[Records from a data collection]
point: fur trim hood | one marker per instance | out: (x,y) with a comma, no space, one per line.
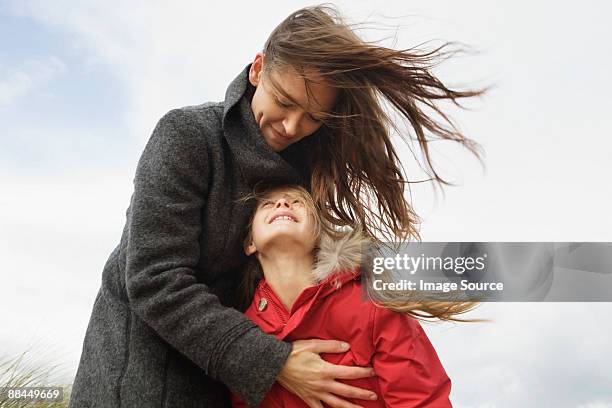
(339,256)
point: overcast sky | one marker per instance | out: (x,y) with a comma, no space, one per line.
(82,85)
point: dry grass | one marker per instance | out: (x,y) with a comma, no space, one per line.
(21,371)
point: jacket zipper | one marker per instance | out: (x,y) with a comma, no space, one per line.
(280,310)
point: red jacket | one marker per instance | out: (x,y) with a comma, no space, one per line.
(408,371)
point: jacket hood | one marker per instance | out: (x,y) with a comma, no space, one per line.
(338,257)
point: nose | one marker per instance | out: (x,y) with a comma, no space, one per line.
(292,125)
(282,202)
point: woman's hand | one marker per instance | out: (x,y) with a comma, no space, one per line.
(313,379)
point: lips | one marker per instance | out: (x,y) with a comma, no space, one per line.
(283,215)
(279,134)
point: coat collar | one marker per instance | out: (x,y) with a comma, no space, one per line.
(255,158)
(340,257)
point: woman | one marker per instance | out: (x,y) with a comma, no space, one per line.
(293,298)
(306,111)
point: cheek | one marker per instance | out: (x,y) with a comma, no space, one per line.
(310,128)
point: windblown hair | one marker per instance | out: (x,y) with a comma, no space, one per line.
(410,304)
(357,177)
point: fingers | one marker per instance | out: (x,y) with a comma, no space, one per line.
(322,346)
(336,402)
(348,372)
(348,391)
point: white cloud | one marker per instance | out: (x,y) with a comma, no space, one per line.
(543,130)
(18,81)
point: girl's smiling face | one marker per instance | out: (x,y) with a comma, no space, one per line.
(285,120)
(283,218)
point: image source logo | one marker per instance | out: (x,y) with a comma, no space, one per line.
(492,271)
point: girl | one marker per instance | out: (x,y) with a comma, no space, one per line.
(296,299)
(307,110)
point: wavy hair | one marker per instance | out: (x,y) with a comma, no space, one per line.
(357,177)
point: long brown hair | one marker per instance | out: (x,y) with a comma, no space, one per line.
(357,177)
(411,304)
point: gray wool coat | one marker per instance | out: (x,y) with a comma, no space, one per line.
(161,332)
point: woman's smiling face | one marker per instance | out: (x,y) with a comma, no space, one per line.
(284,121)
(282,218)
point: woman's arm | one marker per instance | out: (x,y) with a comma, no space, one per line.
(408,369)
(164,227)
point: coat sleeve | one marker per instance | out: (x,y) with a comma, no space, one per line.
(163,248)
(406,364)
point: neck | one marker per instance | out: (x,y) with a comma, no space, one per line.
(288,272)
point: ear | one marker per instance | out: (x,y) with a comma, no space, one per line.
(256,69)
(250,249)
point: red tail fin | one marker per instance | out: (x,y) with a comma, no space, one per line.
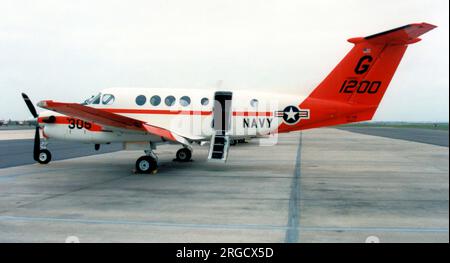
(355,87)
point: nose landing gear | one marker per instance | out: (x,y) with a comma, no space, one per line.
(44,156)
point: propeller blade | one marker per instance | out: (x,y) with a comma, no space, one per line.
(30,105)
(37,144)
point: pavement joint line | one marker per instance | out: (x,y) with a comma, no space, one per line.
(292,231)
(224,226)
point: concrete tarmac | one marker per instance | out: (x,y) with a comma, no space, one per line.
(435,137)
(326,185)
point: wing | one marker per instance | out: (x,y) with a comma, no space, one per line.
(110,119)
(403,35)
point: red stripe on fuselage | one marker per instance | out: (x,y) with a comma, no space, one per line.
(66,120)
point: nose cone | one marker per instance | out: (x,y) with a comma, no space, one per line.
(47,117)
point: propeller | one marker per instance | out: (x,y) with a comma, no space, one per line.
(37,139)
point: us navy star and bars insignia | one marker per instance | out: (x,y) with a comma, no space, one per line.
(292,114)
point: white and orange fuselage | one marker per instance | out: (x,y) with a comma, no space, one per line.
(352,92)
(253,114)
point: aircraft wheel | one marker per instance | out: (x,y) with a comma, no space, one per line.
(44,156)
(184,155)
(146,164)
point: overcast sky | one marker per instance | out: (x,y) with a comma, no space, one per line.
(69,50)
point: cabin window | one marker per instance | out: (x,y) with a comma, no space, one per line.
(108,99)
(92,100)
(185,101)
(254,103)
(170,100)
(155,100)
(140,100)
(204,101)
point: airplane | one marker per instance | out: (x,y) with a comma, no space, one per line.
(143,118)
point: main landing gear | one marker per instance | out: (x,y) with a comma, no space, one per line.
(148,163)
(43,156)
(184,155)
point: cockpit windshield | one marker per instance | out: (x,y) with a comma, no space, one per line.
(94,99)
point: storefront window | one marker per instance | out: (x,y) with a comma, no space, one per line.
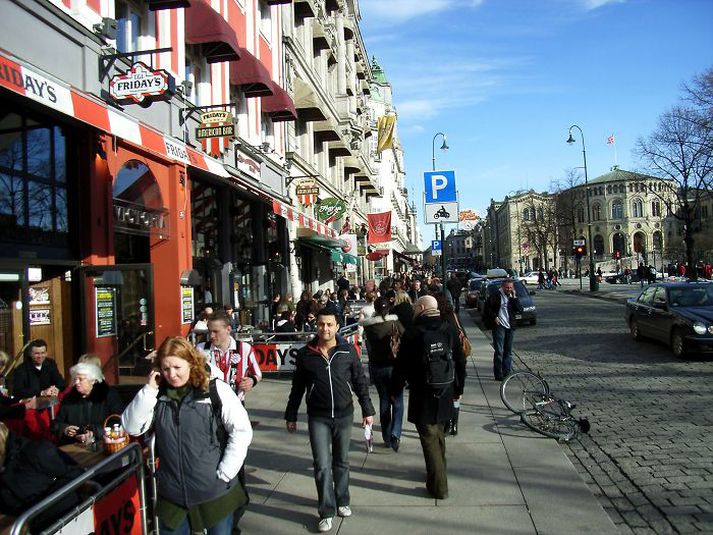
(33,195)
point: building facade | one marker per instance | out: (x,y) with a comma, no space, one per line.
(151,156)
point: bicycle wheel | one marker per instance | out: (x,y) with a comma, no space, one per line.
(521,390)
(563,427)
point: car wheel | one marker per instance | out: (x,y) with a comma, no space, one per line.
(634,328)
(678,344)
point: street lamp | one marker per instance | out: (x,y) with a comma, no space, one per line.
(444,147)
(593,284)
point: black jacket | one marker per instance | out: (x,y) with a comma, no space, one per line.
(28,381)
(329,384)
(33,470)
(378,331)
(92,410)
(423,407)
(492,309)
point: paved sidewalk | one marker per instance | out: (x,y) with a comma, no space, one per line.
(503,478)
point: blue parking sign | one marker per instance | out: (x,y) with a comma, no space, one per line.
(440,186)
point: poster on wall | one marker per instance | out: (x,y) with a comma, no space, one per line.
(187,304)
(39,295)
(105,299)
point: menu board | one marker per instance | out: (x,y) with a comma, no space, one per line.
(105,298)
(187,304)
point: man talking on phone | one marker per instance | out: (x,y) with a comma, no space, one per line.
(500,313)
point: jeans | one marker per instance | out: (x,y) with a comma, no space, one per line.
(223,527)
(502,357)
(329,439)
(391,414)
(433,443)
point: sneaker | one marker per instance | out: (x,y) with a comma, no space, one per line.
(344,511)
(325,524)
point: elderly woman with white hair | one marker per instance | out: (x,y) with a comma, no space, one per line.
(81,417)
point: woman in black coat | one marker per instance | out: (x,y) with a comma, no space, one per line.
(29,472)
(84,409)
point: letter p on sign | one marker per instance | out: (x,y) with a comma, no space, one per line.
(440,186)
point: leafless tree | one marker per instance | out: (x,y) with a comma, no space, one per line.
(680,149)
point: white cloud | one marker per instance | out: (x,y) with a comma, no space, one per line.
(595,4)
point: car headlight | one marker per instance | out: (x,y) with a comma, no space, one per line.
(699,328)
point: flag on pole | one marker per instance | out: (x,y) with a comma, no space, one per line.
(385,126)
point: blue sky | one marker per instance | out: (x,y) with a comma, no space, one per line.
(504,79)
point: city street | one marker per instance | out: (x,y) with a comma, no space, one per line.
(648,457)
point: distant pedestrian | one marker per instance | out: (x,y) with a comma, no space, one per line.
(330,370)
(501,309)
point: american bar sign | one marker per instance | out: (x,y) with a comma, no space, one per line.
(142,85)
(217,123)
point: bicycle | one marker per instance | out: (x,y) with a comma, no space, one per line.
(528,395)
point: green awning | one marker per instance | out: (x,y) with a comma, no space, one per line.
(343,258)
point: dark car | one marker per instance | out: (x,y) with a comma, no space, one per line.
(679,314)
(620,278)
(529,311)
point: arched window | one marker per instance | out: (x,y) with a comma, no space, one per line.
(596,212)
(598,244)
(637,208)
(617,209)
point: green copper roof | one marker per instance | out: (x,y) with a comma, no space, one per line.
(619,175)
(377,72)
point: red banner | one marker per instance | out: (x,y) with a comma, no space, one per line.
(379,227)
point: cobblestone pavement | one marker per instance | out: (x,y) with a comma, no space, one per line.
(649,456)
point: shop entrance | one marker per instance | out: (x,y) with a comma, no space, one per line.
(120,304)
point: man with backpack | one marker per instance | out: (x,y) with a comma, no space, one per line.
(431,361)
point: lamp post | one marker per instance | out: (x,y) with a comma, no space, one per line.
(593,284)
(444,147)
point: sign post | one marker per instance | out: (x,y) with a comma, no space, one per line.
(441,199)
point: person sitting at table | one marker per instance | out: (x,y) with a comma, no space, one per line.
(37,375)
(84,409)
(29,472)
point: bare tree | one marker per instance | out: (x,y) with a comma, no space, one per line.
(567,203)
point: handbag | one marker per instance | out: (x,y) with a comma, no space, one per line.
(464,342)
(395,341)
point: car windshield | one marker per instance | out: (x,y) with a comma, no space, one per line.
(694,296)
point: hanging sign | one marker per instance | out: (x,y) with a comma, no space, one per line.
(187,304)
(105,299)
(330,209)
(142,85)
(307,192)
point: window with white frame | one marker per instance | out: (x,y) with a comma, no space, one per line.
(617,210)
(637,208)
(130,25)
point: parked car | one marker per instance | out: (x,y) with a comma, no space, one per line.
(531,277)
(679,314)
(529,310)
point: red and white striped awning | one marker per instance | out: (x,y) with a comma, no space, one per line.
(303,220)
(41,87)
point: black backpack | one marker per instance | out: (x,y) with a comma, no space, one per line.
(438,359)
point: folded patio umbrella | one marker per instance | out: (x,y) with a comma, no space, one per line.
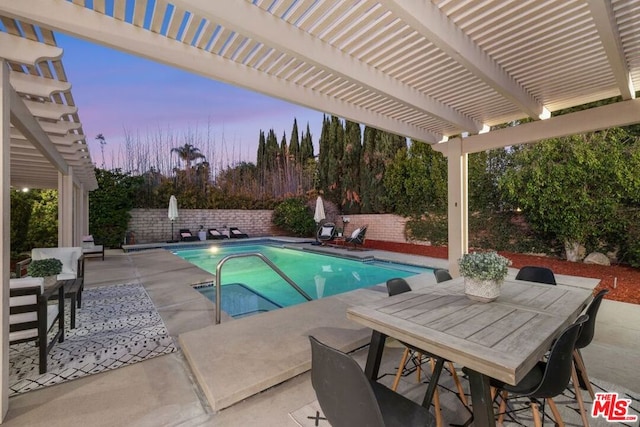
(173,212)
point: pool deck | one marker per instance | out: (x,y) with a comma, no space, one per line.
(254,370)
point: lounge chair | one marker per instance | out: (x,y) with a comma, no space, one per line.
(31,318)
(357,237)
(234,233)
(214,234)
(326,232)
(90,249)
(187,236)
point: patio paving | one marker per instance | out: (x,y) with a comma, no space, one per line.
(214,378)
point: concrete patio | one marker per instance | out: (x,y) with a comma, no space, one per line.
(251,371)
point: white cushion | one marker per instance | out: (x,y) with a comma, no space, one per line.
(326,231)
(26,282)
(32,316)
(68,256)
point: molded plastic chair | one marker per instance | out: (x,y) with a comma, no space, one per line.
(442,275)
(547,379)
(357,237)
(397,286)
(580,378)
(326,232)
(536,274)
(214,234)
(348,398)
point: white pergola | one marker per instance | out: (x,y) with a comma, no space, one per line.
(442,71)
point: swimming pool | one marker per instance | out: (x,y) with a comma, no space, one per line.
(250,282)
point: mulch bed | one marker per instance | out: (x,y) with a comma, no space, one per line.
(622,281)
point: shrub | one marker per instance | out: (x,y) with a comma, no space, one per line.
(44,267)
(484,266)
(294,217)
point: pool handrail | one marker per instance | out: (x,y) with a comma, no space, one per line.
(246,255)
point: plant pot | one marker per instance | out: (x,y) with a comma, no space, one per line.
(482,290)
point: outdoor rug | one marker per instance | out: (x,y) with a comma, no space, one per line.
(117,326)
(455,413)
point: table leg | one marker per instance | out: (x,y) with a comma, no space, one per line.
(375,355)
(481,399)
(433,383)
(61,312)
(73,311)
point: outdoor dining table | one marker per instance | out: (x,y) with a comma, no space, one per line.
(502,339)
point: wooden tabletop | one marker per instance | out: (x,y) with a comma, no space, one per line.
(502,339)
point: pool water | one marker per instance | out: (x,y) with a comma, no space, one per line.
(318,275)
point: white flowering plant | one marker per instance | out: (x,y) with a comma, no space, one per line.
(484,266)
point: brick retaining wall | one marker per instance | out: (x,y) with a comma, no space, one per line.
(152,225)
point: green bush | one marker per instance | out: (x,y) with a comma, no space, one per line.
(44,267)
(294,217)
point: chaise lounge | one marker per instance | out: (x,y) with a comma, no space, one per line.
(357,237)
(187,236)
(234,233)
(326,233)
(214,234)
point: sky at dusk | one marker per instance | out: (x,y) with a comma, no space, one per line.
(115,91)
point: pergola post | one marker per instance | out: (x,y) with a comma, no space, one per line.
(458,206)
(5,205)
(65,209)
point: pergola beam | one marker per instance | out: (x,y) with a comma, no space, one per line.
(602,14)
(622,113)
(22,119)
(264,27)
(427,19)
(85,24)
(25,51)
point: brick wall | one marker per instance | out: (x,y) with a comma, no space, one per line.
(152,225)
(385,227)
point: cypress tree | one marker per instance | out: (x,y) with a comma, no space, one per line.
(351,159)
(306,147)
(324,153)
(294,144)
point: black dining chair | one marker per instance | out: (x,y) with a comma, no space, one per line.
(397,286)
(442,275)
(348,398)
(548,378)
(536,274)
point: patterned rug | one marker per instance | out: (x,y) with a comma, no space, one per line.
(118,325)
(455,413)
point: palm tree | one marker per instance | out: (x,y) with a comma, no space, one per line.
(188,153)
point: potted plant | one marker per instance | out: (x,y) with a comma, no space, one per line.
(44,267)
(483,274)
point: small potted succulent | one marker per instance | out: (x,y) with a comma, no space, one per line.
(48,267)
(483,274)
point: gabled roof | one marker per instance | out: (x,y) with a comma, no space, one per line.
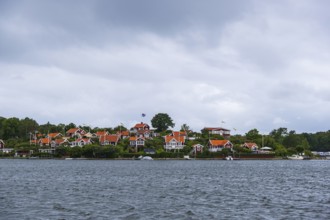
(216,129)
(101,133)
(125,133)
(219,142)
(44,140)
(250,145)
(54,135)
(136,138)
(176,135)
(110,138)
(86,140)
(72,130)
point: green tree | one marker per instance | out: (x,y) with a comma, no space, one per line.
(162,122)
(10,128)
(253,135)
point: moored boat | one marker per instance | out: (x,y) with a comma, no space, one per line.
(295,157)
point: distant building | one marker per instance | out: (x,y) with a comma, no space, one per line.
(218,145)
(218,130)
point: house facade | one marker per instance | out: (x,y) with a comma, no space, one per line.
(218,130)
(2,144)
(136,141)
(75,132)
(142,130)
(218,145)
(175,141)
(251,146)
(110,139)
(81,142)
(197,148)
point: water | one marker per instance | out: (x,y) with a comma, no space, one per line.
(168,189)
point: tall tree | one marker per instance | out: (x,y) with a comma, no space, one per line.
(162,122)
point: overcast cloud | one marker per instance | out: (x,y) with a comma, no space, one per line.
(250,63)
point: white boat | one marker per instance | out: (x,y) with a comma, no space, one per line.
(186,157)
(295,157)
(145,158)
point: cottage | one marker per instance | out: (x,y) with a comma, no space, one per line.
(218,145)
(44,142)
(218,130)
(137,141)
(54,135)
(81,142)
(251,146)
(76,132)
(175,141)
(2,144)
(142,130)
(197,148)
(109,139)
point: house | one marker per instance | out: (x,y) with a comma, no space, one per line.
(111,139)
(81,142)
(137,141)
(251,146)
(101,133)
(197,148)
(218,130)
(218,145)
(59,142)
(2,144)
(44,141)
(124,134)
(54,135)
(149,151)
(142,130)
(75,132)
(175,141)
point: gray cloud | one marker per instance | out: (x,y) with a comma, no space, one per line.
(252,64)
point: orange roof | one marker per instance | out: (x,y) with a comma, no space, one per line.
(177,135)
(140,125)
(110,138)
(216,129)
(250,145)
(72,130)
(101,133)
(53,135)
(125,133)
(218,142)
(135,138)
(44,140)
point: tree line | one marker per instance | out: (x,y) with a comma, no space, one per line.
(14,131)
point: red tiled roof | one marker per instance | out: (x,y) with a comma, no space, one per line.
(72,130)
(53,135)
(110,138)
(44,140)
(250,145)
(140,125)
(216,129)
(101,133)
(219,142)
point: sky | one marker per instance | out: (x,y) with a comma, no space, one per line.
(237,64)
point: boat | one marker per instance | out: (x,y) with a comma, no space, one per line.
(144,158)
(186,157)
(295,157)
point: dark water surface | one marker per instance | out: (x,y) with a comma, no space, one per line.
(168,189)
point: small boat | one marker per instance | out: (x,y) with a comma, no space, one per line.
(295,157)
(186,157)
(144,158)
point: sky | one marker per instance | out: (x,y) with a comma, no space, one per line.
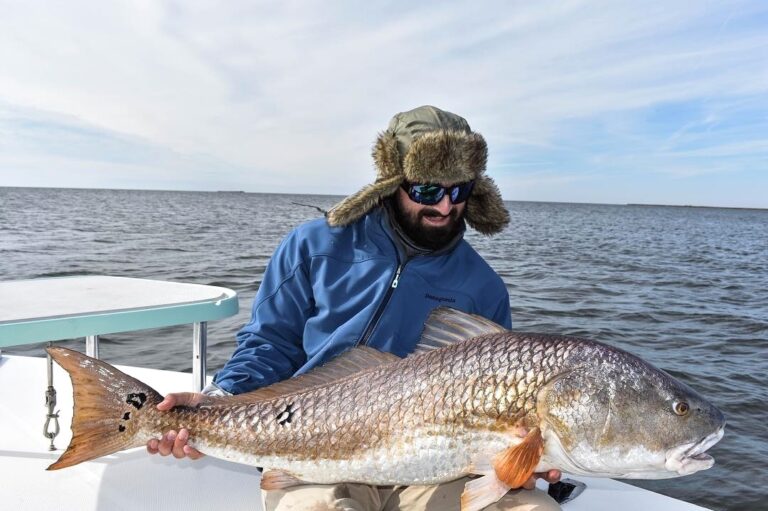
(653,102)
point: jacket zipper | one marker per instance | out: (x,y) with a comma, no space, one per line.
(383,305)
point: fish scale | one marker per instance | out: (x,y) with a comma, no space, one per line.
(477,399)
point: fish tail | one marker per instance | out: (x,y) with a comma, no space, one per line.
(110,408)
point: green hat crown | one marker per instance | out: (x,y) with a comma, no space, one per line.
(429,145)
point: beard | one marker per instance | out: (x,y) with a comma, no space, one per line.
(428,236)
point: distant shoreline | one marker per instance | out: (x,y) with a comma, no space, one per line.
(694,206)
(243,192)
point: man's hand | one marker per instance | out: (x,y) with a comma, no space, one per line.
(552,476)
(171,442)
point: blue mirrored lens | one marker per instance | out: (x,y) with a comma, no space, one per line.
(432,194)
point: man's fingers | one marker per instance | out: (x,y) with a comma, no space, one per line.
(167,403)
(165,446)
(192,453)
(180,443)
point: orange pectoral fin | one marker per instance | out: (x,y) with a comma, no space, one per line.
(515,465)
(277,480)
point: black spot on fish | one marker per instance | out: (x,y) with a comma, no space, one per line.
(136,400)
(286,415)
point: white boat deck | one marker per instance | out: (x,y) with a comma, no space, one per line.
(88,306)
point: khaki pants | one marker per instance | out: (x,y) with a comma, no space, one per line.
(361,497)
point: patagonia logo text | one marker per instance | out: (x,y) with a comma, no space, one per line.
(440,298)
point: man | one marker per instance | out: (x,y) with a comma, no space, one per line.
(370,273)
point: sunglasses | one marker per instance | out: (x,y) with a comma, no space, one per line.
(432,194)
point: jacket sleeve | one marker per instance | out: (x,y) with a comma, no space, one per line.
(503,314)
(269,348)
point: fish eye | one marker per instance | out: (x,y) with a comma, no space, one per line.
(681,407)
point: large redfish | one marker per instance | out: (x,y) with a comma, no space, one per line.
(476,399)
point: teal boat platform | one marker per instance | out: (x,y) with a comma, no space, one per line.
(52,309)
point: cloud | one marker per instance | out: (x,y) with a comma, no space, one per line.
(291,95)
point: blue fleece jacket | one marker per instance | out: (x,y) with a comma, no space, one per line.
(327,289)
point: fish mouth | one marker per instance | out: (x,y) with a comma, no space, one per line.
(691,457)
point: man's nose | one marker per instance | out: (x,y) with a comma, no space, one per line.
(444,206)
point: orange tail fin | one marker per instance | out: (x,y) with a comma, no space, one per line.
(110,407)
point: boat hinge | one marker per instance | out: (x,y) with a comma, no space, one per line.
(51,430)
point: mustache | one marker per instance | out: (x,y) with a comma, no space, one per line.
(435,213)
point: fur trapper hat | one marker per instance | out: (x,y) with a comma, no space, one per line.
(429,145)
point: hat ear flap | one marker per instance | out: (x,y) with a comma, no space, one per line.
(387,157)
(355,206)
(486,212)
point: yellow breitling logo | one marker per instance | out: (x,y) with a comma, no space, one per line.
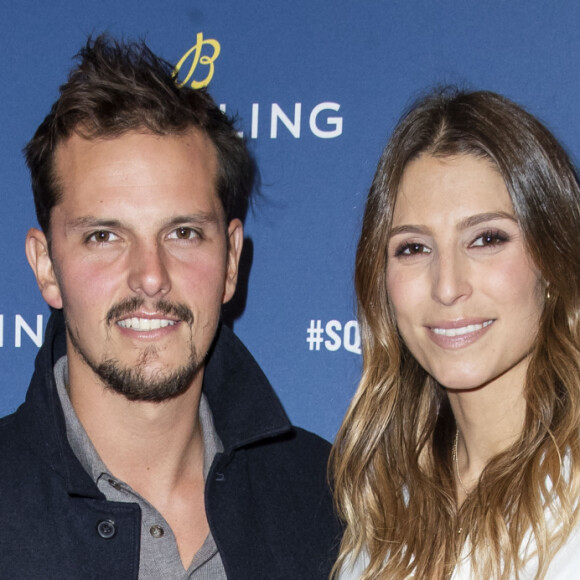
(195,52)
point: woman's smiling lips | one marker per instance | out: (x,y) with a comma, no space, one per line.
(458,333)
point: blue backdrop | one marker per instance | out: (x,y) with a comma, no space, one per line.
(318,87)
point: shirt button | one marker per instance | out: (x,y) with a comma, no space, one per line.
(156,531)
(107,529)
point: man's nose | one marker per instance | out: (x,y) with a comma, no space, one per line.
(148,273)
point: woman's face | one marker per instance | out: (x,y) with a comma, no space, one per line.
(466,295)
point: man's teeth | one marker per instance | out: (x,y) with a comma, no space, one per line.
(462,330)
(144,324)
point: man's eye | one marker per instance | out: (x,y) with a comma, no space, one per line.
(102,237)
(183,233)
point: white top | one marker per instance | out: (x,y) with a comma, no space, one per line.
(564,566)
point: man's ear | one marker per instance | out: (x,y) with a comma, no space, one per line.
(41,263)
(235,243)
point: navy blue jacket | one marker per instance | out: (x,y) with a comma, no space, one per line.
(267,501)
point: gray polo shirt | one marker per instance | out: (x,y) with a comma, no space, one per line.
(159,554)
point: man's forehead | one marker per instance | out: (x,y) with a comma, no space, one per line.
(137,159)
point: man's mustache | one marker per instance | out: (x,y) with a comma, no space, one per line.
(130,305)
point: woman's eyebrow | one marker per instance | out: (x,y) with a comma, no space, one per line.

### TASK STATEMENT
Retype, character for character, every line from the one containing "point: gray polo" through the final line, including both of those lines.

### ANSWER FOR THIS EXERCISE
point: gray polo shirt | one marker per instance | out: (x,y) with a comma, no space, one per line.
(159,554)
point: man's forehead | one marker per instance | out: (x,y) with a comma, no space, one per line.
(137,159)
point: man's mustache | one marker per instance | out: (x,y) with a comma, no space, one per line.
(130,305)
point: woman's eyebrow | one marker per instance | out: (x,y) with a comma, no space, one per line.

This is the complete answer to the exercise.